━━━ AVAILABLE DATA ━━━

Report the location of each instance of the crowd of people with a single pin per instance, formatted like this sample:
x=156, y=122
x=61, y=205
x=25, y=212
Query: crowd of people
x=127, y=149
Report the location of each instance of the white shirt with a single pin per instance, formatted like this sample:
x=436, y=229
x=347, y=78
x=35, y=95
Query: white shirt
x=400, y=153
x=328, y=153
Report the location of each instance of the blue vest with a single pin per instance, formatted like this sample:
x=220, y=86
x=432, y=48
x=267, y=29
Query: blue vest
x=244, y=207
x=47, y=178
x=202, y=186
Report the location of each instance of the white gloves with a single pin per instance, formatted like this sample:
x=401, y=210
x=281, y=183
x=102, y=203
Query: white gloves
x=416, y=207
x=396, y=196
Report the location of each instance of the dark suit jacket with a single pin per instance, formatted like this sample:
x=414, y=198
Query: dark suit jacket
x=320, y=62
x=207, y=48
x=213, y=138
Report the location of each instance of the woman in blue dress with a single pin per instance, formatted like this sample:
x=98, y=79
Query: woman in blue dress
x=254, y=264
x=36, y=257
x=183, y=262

━━━

Copy out all of the material above word for word, with every line in its original order.

__SOLUTION FOR THIS PROBLEM__:
Report the location of each instance of the crowd of people with a single pin per instance, formatted like this sample:
x=156, y=122
x=61, y=205
x=25, y=212
Query: crowd of people
x=127, y=149
Report the location of each instance of the white shirt with a single pin per instance, formatted like this sample:
x=436, y=229
x=347, y=78
x=35, y=95
Query: white shirt
x=400, y=153
x=328, y=153
Report the location of each instance of the blue vest with a single pin per instance, formatted like this sample:
x=220, y=86
x=432, y=48
x=267, y=29
Query: blue vest
x=244, y=207
x=47, y=178
x=202, y=186
Report the location of each instance of the white gloves with a single pin per instance, formatted like this sample:
x=401, y=210
x=281, y=183
x=102, y=203
Query: white gloves
x=416, y=207
x=396, y=196
Report the location of each instance of the dark suit jacket with a single pin per instance, formatted like this sample:
x=414, y=198
Query: dark suit jacket
x=320, y=62
x=207, y=48
x=213, y=138
Report the location of each instance of the woman in blue dress with a single pin per instance, formatted like this sample:
x=98, y=79
Query: woman in blue dress
x=254, y=264
x=36, y=257
x=183, y=262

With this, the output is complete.